• **GIVEN RECORDS**

-- Opening Marker --

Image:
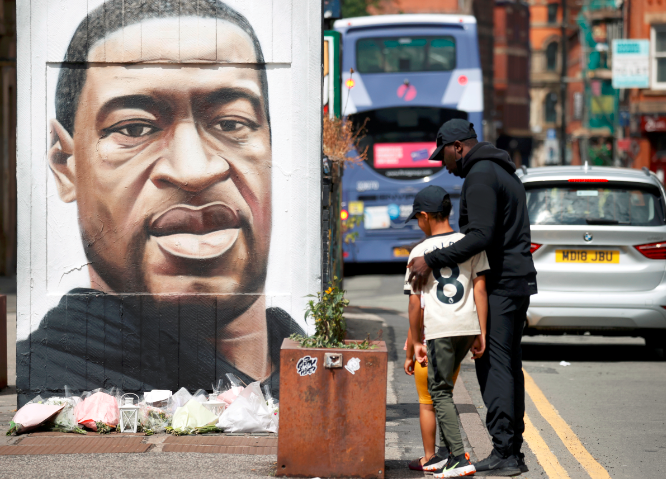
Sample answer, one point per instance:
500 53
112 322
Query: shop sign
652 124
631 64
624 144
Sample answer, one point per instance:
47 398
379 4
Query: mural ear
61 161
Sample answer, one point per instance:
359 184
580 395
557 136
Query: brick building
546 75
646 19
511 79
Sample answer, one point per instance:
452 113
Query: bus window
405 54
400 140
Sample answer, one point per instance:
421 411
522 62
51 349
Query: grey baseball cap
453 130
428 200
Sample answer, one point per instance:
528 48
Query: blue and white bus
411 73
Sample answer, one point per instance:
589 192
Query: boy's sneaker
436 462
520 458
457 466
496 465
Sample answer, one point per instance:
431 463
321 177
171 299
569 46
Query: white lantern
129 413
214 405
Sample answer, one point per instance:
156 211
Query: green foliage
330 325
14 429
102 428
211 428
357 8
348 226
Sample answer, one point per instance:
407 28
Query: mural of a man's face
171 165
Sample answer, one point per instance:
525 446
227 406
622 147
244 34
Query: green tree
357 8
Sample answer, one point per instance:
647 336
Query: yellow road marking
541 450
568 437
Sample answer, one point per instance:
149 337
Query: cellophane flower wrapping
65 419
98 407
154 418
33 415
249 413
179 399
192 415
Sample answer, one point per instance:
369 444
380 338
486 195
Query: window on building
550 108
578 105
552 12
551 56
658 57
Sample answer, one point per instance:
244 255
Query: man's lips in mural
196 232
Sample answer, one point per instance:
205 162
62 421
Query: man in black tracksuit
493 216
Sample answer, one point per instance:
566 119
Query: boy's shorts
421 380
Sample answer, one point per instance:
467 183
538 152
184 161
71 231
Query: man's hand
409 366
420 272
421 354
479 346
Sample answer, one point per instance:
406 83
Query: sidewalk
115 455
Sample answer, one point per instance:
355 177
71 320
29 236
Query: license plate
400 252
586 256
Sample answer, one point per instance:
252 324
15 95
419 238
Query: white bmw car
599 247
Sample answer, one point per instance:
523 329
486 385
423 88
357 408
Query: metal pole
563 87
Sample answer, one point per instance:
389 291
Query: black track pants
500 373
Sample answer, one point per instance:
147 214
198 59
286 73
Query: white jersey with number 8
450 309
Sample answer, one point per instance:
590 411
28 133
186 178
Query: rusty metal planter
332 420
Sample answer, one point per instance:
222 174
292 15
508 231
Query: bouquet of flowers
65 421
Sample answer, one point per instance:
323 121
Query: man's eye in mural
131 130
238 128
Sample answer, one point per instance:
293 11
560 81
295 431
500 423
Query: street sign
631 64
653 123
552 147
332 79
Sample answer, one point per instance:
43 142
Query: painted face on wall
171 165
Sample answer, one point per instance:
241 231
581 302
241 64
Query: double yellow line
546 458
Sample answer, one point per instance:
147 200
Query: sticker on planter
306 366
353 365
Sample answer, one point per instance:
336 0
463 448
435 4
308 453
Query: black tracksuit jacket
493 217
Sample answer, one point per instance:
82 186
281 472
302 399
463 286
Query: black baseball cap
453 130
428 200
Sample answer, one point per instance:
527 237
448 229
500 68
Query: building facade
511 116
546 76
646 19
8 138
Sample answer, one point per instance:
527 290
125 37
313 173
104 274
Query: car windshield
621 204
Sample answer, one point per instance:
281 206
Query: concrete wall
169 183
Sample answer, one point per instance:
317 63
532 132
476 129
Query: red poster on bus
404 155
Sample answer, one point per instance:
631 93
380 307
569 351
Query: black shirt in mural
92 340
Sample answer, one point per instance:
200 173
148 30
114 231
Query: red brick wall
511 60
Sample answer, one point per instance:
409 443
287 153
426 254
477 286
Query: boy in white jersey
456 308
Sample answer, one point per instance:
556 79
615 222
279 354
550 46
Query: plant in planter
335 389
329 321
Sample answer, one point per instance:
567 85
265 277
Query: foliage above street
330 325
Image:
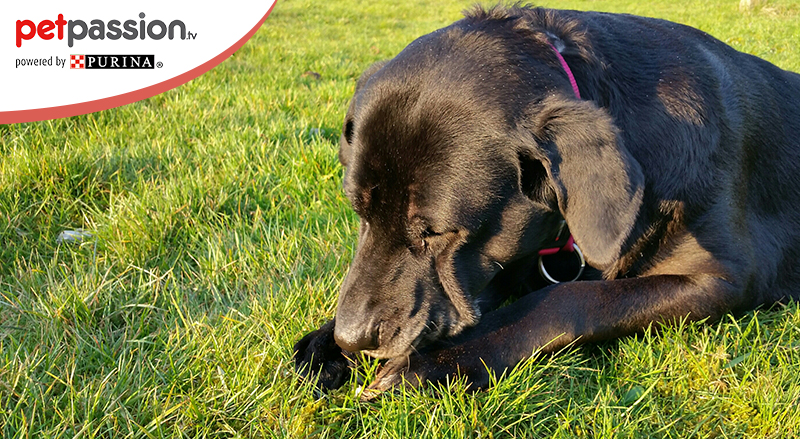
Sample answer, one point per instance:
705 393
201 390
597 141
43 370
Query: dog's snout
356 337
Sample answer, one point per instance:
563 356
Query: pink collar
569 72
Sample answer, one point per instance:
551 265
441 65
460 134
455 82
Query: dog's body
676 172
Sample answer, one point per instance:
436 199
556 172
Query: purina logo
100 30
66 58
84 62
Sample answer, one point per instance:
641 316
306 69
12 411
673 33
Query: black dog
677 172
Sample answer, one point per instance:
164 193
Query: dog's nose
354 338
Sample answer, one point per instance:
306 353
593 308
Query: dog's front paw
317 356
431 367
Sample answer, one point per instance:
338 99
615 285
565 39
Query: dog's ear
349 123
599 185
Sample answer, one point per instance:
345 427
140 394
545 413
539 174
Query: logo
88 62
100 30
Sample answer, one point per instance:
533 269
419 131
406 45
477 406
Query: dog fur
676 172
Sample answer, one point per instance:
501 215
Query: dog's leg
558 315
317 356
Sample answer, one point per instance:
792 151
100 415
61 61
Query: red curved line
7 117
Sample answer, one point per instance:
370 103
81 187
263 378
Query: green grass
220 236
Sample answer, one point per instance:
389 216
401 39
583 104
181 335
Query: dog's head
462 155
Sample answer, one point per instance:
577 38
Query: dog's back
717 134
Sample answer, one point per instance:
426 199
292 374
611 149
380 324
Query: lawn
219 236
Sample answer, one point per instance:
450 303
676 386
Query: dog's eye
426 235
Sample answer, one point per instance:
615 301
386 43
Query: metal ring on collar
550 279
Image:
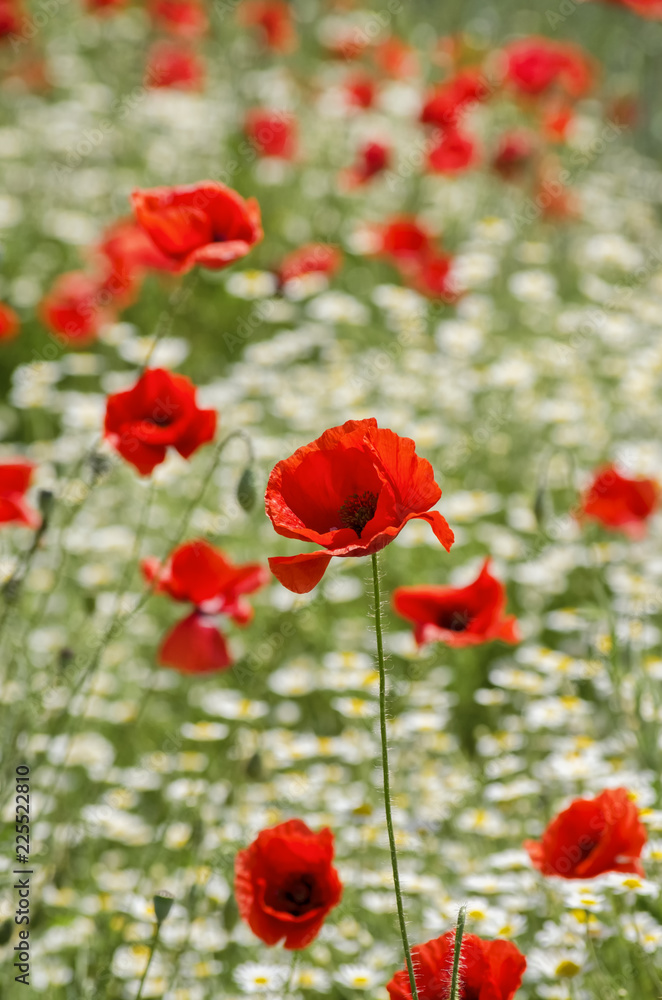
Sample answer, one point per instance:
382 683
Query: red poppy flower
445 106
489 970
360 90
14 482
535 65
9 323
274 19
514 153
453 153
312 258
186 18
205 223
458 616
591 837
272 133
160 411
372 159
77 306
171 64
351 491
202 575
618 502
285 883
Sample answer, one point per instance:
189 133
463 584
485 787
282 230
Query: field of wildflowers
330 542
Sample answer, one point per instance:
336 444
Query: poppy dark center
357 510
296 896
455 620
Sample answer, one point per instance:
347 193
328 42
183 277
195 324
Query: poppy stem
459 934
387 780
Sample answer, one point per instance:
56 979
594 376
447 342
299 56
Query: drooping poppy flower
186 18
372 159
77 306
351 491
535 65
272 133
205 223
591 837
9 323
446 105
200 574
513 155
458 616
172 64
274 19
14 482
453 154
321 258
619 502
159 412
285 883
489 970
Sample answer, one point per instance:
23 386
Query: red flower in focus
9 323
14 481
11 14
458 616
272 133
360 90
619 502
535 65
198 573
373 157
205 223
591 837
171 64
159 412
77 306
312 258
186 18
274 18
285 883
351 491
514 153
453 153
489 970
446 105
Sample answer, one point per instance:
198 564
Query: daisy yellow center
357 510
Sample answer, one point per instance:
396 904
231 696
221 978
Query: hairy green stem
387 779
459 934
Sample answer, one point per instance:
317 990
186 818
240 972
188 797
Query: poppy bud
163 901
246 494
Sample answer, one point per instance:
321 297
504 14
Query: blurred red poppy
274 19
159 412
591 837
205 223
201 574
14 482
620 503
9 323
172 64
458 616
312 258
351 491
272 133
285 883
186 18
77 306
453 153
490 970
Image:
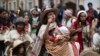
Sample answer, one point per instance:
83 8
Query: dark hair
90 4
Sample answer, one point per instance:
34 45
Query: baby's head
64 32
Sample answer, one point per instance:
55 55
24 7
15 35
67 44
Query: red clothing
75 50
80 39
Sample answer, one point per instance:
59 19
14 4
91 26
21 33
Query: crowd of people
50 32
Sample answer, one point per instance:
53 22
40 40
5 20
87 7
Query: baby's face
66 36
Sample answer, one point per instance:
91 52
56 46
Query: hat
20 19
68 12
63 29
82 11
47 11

-- Closing Marker --

• **TASK STATEMENT**
Your answer must be an exact copy of the listing, minus its pictures.

• **OUTPUT OF THE TASK**
Image:
Sample answer, one point per instance:
500 53
112 322
Query: shop sign
652 124
631 64
624 144
Sample answer, one point per instance:
47 398
379 4
Query: mural ear
61 161
Sample answer, one point per instance:
359 184
580 395
557 136
Query: brick building
546 75
646 19
511 79
Sample answer, one point per instance:
452 113
Query: bus window
405 54
400 140
Sample answer, one point per instance:
421 411
522 62
51 349
Query: grey baseball cap
453 130
428 200
Sample answer, one point per instance:
528 48
Query: blue and white bus
411 73
Sample answer, one point per instance:
589 192
Query: boy's sneaker
436 462
520 458
457 466
496 465
Sample answer, one point per instance:
431 463
321 177
171 299
569 46
Query: white lantern
129 413
214 405
Sample answer, one point per instance:
156 211
Query: green foliage
330 325
14 429
102 428
211 428
357 8
348 226
Sample answer, one point per instance:
407 28
Query: mural of a man's face
171 165
Sample answer, one point per instance:
525 446
227 406
622 147
244 34
Query: green tree
357 8
Sample answer, one point per instance:
647 336
Query: yellow road marking
541 450
568 437
Sample answer, one point per instance:
149 337
Query: cellophane flower wrapping
65 419
98 407
154 418
33 415
249 413
179 399
192 415
Sample answer, one point per instance:
369 444
380 338
486 195
Query: window on building
550 108
578 105
552 12
551 56
658 57
Sample answer, one point per instance:
244 255
Query: man's lips in mural
196 232
Sample answer, one point per instance:
205 162
62 421
Query: man in black tracksuit
493 216
Sample answer, one point per instance:
566 119
Query: boy's shorts
421 380
Sample answer, one point per instance:
467 183
538 152
184 161
71 231
Query: man's hand
409 366
420 272
421 354
479 346
Sample answer, one point per instance:
406 83
Query: sidewalk
115 455
Sample answer, one point per instance:
355 177
71 320
29 236
Query: license plate
400 252
586 256
Sample answer, one point per instance:
252 324
15 95
419 238
Query: white bmw car
599 247
Sample answer, one point per instance:
523 329
486 385
423 88
357 408
Query: metal pole
563 87
Sample answer, one point per instance:
389 291
Query: black track pants
500 373
Sample answer, one point per instance:
147 214
198 59
286 73
Query: white jersey with number 8
450 309
Sample answer, one point per instance:
590 411
28 133
186 178
Query: rusty metal planter
332 420
Sample answer, one point per instance:
222 174
292 15
508 231
Query: bouquet of flowers
65 421
Sample answer, one point per instance:
323 121
Query: man's eye in mural
131 130
238 128
Sample answer, one point per instance:
293 11
560 81
295 431
500 423
Query: street sign
631 64
653 123
552 147
332 79
Sample answer, one point per instance:
43 142
Query: painted face on wall
171 165
Sample answer, one point per instance:
241 231
581 302
241 64
Query: double yellow line
546 458
Sample answer, one point per instance:
147 200
Query: sticker on planter
306 366
353 365
Sample answer, one point per instance:
336 0
463 448
435 4
308 453
Query: black tracksuit jacket
493 217
Sample answer, one point per instance:
82 186
281 472
302 399
463 286
Query: black baseball cap
453 130
428 200
Sample answer, one point per instance:
527 237
448 229
500 68
Query: building facade
511 116
546 76
646 19
8 138
Sample answer, one point per instance:
527 290
125 37
313 173
104 274
Query: car windshield
621 204
Sample answer, one point per instance:
281 206
Query: concrete wall
169 183
Sample answer, one point per instance:
317 63
532 132
476 129
Query: red poster on bus
404 155
Sample answer, one point per instance:
631 93
380 307
569 351
Query: black shirt in mural
92 340
Sample answer, one point per instance:
200 173
148 30
114 231
Query: red brick wall
511 60
Sample answer, one point per instance:
409 443
287 153
426 254
477 286
Query: boy in white jersey
456 308
Sample answer, one point per instance:
556 79
615 222
279 354
550 46
Query: plant in planter
335 389
329 321
Sample answer, one point per instance:
567 85
265 277
Query: foliage above street
330 325
Image:
Sample answer, one point per instance:
705 393
201 390
597 141
43 370
Query: dog's snout
356 337
Sample answer, one point per instance:
563 356
Query: pink collar
569 72
Sample answer, one point per instance:
551 265
441 65
460 134
455 82
Query: dog's body
676 172
Sample answer, one point per instance:
436 199
556 172
Query: purina logo
100 30
66 58
84 62
Sample answer, one point per instance:
641 316
306 69
12 411
673 33
Query: black dog
677 172
Sample answer, one point per instance:
164 193
Query: dog's nose
354 338
Sample answer, one point per instance:
306 353
593 308
Query: dog's front paw
317 356
431 367
Sample answer, one point per instance:
338 99
615 285
565 39
Query: dog's ear
349 123
599 185
Sample answer, one point per instance:
345 427
140 394
545 413
539 174
Query: logo
88 62
100 30
Sample answer, one point per instance:
533 269
419 131
406 45
477 406
Query: dog fur
676 172
Sample answer, one point per instance:
501 215
Query: dog's leg
558 315
317 356
Sample answer, one point per instance:
792 151
100 415
61 61
Query: red curved line
7 117
Sample answer, one point per instance:
370 103
81 187
263 378
Query: green grass
220 236
Sample answer, one point per instance:
389 216
401 39
583 104
181 335
Query: dog's head
462 155
Sample answer, one point per instance:
577 38
Query: dog's back
717 134
Sample answer, one point per instance:
426 199
292 374
611 149
380 324
Query: lawn
219 236
Sample answer, one point per instance:
450 303
676 386
Query: dog's eye
426 235
Sample answer, one point per instance:
615 301
386 43
Query: metal ring on collar
550 279
Image:
Sample answer, one point per instance:
382 683
Query: red poppy flower
445 106
489 970
360 90
14 482
535 65
9 323
274 19
514 153
453 153
312 258
186 18
205 223
458 616
591 837
272 133
160 411
372 159
77 306
171 64
351 491
202 575
618 502
285 883
Sample answer, one point per instance:
189 133
463 584
485 787
282 230
Query: field of wildflowers
330 542
Sample answer, one point per instance:
336 444
Query: poppy dark center
357 510
296 896
455 620
Sample answer, one point per instance:
347 193
328 42
183 277
195 324
Query: poppy stem
459 934
387 780
Sample answer, one point per instance:
56 979
594 376
447 342
299 56
Query: drooping poppy flower
186 18
372 159
77 306
351 491
535 65
272 133
205 223
591 837
9 323
446 105
200 574
513 155
458 616
172 64
274 19
14 482
453 154
321 258
619 502
159 412
285 883
489 970
Sample answer, one point per instance:
23 386
Query: red flower in focus
9 323
14 481
11 14
458 616
272 133
360 90
619 502
535 65
198 573
373 157
205 223
591 837
171 64
159 412
77 306
312 258
186 18
274 18
285 883
351 491
514 153
453 153
489 970
446 105
Sample answer, one point per instance:
198 564
Query: daisy yellow center
357 510
Sample answer, one point per instance:
396 904
231 696
221 978
Query: hairy green stem
387 779
459 934
Sample answer, one point per instance:
317 990
186 818
240 972
188 797
Query: poppy bud
163 901
246 494
Sample answer, one point per instance:
321 297
504 14
Query: blurred red poppy
274 19
159 412
591 837
205 223
201 574
14 482
620 503
9 323
172 64
458 616
312 258
351 491
272 133
285 883
186 18
77 306
453 153
490 970
Image:
Sample answer, one point per instance:
83 8
Query: dark hair
90 4
Sample answer, one point per instance:
34 45
Query: baby's head
64 32
Sample answer, one point per instance:
55 55
24 7
15 35
67 44
Query: red clothing
75 50
80 39
Sample answer, one point per instance:
59 19
14 4
91 26
21 33
Query: crowd of people
50 32
Sample answer, one point per instance:
53 22
40 40
5 20
87 7
Query: baby's face
66 36
Sample answer, one point per instance:
91 52
56 46
Query: hat
20 19
68 12
63 29
82 11
47 11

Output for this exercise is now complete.